== Excerpted passage

“There’s nothing good left in the world anymore.”  These words were spoken to me by a grandmother sitting next to her grandson’s bed in the trauma room at VCU Medical center.  It’s easy to wonder where the good is when you are scared and anxious.

It is easy to wonder where the good is when you hear that nearly 300 girls were kidnapped just because they were trying to get an education.

It is easy to wonder where the good is when two teens are shot on a playground near an elementary school and dozens of kids go running for their lives at the sound of gunfire near another playground.

The list could go on and on and on.  Everywhere we look we see places where tragedy has struck and lives have been forever changed.  “You do everything right, and still this happens.  You can’t control everything.”

Perhaps that is where we begin to find the good, in the idea that we can’t control everything or everyone.  When we begin to accept that we are not in control of everything, we can begin to see ourselves as no better and no worse than anyone else.  It is then that we are able to reach out to God and to those around us in order to find comfort and then offer comfort to others, to find and offer peace, to experience the presence of God and then be that presence to others.

====

Exercise objective:
Please set down the part of the reflection above word for word, beginning at the words containing "It is easy to wonder where the good is when two" and stopping after "presence to others.".

== Information provided

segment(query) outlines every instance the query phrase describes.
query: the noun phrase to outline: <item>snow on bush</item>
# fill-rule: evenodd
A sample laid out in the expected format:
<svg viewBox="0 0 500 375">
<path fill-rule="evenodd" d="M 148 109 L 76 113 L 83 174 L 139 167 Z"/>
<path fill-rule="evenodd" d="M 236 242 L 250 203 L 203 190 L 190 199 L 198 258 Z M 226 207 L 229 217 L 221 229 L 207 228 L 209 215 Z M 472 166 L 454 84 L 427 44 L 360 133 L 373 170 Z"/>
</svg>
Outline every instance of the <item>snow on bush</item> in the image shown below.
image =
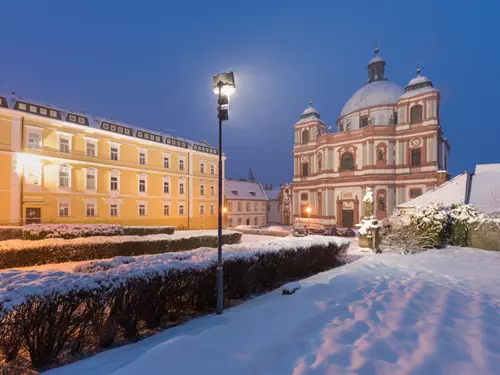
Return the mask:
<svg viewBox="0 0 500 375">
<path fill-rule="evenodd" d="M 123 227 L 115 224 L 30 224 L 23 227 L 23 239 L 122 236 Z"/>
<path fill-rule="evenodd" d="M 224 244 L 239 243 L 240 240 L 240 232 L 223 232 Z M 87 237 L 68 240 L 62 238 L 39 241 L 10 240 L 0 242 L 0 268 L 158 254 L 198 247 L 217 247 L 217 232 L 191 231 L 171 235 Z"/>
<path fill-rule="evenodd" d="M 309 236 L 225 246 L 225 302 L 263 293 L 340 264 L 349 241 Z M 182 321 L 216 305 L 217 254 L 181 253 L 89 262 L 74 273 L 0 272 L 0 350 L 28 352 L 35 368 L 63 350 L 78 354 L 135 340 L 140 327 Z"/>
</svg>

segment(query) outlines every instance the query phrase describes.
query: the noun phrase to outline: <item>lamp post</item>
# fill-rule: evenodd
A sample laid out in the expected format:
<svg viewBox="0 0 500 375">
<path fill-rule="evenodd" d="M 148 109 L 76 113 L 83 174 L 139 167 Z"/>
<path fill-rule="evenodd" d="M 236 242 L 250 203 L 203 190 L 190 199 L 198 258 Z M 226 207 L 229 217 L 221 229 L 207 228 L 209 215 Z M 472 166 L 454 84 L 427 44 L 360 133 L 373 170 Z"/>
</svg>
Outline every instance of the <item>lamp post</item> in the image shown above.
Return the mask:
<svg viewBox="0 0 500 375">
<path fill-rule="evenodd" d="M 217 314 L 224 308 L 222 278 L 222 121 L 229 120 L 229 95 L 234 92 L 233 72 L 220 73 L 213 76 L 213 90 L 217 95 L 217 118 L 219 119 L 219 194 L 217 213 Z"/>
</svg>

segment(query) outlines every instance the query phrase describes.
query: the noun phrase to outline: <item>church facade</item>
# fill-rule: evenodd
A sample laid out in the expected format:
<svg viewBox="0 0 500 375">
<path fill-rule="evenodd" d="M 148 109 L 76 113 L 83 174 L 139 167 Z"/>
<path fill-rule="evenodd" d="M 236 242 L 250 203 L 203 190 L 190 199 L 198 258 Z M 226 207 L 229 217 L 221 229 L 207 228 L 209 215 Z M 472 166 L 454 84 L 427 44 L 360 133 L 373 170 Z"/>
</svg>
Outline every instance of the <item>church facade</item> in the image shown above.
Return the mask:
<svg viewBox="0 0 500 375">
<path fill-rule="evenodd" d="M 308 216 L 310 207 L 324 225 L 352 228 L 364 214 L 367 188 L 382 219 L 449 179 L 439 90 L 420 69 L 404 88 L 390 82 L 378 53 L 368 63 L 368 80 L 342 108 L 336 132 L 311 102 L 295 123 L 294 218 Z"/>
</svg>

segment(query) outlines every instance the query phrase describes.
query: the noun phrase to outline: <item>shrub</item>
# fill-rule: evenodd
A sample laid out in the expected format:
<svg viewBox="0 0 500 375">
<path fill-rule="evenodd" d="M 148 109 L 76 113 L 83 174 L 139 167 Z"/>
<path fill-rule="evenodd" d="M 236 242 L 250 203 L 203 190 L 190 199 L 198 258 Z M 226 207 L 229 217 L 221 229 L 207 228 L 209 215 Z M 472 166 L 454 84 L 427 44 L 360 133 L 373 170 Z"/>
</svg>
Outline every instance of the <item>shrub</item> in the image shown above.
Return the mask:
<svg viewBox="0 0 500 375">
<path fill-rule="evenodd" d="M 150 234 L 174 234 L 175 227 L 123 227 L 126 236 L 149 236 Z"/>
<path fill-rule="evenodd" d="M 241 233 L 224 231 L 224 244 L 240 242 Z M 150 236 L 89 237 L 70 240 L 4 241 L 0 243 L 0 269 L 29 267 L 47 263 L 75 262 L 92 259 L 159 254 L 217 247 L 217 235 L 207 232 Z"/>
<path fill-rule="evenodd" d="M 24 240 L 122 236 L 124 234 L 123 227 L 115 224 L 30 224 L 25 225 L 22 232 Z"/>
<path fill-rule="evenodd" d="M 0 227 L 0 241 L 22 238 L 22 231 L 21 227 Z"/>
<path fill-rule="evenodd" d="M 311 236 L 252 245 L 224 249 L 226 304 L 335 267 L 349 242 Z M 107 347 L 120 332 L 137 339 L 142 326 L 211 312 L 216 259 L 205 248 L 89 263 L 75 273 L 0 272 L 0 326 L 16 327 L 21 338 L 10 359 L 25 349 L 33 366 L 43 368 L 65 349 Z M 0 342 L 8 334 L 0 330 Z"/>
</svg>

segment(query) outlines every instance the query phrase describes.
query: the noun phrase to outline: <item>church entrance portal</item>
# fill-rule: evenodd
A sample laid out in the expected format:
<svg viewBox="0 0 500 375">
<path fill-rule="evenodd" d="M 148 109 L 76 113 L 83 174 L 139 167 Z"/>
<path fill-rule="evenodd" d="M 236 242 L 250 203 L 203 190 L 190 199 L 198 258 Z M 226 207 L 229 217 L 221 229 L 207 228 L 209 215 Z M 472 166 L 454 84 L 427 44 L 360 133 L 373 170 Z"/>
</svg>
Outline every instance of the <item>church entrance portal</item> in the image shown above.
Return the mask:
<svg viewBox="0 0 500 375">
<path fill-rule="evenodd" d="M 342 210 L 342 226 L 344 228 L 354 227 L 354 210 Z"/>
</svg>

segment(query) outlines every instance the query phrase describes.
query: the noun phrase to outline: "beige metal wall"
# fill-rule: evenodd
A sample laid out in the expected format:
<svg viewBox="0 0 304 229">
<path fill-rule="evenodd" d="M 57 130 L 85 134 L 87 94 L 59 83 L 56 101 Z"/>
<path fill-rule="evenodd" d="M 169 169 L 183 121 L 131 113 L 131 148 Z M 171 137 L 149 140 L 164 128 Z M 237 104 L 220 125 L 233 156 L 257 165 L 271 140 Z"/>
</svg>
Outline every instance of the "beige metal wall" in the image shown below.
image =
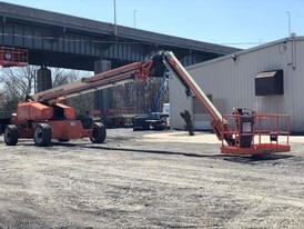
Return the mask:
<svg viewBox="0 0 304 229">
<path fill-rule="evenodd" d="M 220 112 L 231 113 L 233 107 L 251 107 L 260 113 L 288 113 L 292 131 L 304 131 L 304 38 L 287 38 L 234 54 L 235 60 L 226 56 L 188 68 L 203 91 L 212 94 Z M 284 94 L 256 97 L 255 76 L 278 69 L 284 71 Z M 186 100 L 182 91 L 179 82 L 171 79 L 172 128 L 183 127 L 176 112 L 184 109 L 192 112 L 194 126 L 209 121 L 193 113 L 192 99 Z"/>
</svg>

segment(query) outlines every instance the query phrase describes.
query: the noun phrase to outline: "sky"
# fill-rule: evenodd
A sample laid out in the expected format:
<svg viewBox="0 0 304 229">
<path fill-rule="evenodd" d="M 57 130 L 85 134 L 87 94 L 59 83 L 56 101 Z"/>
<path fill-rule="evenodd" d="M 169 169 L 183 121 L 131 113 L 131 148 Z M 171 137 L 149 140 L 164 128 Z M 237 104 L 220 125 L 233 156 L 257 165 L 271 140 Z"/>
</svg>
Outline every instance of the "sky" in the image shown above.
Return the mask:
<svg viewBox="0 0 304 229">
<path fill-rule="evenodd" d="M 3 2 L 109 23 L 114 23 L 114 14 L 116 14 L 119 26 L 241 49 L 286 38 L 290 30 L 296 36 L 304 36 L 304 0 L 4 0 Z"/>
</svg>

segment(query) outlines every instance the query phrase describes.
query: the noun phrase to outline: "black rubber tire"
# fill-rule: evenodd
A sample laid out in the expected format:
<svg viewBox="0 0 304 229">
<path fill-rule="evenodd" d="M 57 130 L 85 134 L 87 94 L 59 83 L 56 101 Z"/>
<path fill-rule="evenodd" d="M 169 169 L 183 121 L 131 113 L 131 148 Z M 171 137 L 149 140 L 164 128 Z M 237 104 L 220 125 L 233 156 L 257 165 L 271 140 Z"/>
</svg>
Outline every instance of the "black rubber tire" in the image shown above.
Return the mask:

====

Problem solution:
It is easy to wonder where the good is when two teens are shot on a playground near an elementary school and dozens of kids go running for their lives at the sound of gunfire near another playground.

The list could go on and on and on.  Everywhere we look we see places where tragedy has struck and lives have been forever changed.  “You do everything right, and still this happens.  You can’t control everything.”

Perhaps that is where we begin to find the good, in the idea that we can’t control everything or everyone.  When we begin to accept that we are not in control of everything, we can begin to see ourselves as no better and no worse than anyone else.  It is then that we are able to reach out to God and to those around us in order to find comfort and then offer comfort to others, to find and offer peace, to experience the presence of God and then be that presence to others.